From the listing below, pull out all lines with "Keypoints" in them.

################

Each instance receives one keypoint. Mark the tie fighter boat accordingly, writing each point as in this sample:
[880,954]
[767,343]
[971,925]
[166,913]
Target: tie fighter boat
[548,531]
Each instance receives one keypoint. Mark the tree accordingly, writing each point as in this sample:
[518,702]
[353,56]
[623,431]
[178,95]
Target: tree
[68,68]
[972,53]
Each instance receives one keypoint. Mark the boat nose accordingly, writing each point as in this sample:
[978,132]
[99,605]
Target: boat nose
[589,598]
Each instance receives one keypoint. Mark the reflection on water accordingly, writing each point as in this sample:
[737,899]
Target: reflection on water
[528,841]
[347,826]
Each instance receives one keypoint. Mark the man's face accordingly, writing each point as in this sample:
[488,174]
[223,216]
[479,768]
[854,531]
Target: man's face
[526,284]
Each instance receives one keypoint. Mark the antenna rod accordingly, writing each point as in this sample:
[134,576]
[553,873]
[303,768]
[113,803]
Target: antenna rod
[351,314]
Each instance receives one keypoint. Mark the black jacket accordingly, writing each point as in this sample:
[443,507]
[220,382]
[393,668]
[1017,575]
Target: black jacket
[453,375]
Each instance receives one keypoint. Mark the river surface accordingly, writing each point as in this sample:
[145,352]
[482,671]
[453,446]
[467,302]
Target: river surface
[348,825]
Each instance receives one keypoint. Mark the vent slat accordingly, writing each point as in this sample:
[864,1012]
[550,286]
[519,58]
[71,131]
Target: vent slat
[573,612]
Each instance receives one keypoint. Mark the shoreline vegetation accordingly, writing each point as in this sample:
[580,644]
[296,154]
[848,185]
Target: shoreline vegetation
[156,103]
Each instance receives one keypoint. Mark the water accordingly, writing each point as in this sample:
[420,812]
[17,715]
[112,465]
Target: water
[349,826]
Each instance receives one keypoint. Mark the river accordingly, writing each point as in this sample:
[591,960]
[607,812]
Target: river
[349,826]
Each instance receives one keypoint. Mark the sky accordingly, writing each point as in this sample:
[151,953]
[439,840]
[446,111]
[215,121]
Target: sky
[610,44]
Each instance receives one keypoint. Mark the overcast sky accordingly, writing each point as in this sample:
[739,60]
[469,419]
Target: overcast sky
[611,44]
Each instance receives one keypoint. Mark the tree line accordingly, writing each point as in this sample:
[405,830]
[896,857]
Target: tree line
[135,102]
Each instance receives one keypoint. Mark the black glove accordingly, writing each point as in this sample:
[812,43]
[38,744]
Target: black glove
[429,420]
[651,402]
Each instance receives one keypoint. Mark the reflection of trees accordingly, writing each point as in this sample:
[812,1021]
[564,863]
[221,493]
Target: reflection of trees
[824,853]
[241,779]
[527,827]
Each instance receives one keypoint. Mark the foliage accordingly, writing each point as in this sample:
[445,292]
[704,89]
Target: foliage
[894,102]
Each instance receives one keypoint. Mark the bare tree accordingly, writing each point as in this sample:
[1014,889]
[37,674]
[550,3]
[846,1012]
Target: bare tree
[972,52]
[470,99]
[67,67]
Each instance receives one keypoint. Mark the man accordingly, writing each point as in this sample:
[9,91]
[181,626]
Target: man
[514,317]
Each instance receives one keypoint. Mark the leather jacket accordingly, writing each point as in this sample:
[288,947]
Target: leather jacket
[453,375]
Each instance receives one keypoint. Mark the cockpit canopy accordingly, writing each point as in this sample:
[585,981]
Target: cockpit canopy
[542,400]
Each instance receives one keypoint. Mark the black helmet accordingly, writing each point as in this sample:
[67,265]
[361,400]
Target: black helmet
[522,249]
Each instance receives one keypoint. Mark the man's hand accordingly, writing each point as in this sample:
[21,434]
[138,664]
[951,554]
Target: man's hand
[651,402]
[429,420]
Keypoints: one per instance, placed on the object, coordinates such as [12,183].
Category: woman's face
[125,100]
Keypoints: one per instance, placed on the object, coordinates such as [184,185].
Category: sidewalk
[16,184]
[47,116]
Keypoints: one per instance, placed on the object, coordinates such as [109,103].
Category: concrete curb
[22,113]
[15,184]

################

*Output for this task*
Keypoints: one per instance, placed on the object, coordinates such as [12,183].
Keypoints: one per instance, placed on the object, coordinates such as [184,185].
Keypoints: one per instance, placed on the object, coordinates such as [109,103].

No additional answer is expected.